[Photo-based referring expression data]
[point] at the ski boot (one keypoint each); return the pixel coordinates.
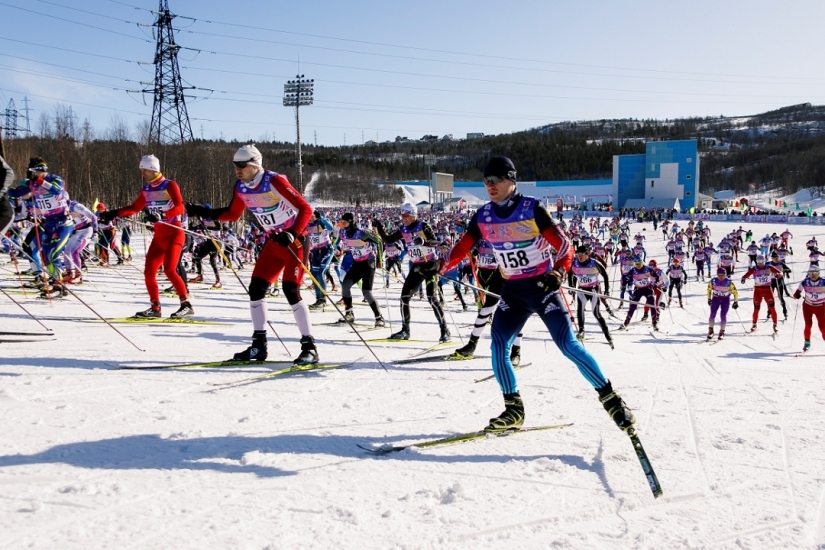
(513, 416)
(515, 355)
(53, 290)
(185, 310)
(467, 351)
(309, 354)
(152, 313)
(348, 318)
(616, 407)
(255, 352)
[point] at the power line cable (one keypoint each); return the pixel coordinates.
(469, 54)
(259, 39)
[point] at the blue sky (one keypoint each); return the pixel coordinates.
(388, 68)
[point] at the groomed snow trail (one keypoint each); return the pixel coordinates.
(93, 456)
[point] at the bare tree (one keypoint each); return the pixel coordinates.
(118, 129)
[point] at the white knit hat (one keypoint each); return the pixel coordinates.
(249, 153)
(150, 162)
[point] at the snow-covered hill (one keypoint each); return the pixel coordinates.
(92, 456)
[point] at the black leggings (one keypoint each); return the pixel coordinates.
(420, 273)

__DESCRIPTION OF THE TASK__.
Write out the data precisely as given, excluding the pictures.

__RESULT__.
[point] at the ski boot (one keypoint each); return the pixel coordinates.
(513, 416)
(515, 355)
(53, 290)
(185, 310)
(467, 351)
(309, 354)
(152, 313)
(348, 318)
(616, 407)
(255, 352)
[point] at the power line cable (one keypoint each); return the pixel coordinates.
(469, 54)
(259, 39)
[point] at the blue sky (one keypoint each); return the pixel coordinates.
(388, 68)
[point] at the groomed snow trail (one keypoint each); return the pixel coordinates.
(93, 456)
[point] at the bare tree (one keypoint each); return the pixel coordinates.
(118, 129)
[point] at the white knit hat (one keypoint each); return the pixel coordinates.
(249, 153)
(150, 162)
[point] at the snow-covered hill (one keypoint each); return the pixel coordinates.
(92, 456)
[point] at the black leggings (one keypoint each); return the pixel coordinates.
(420, 273)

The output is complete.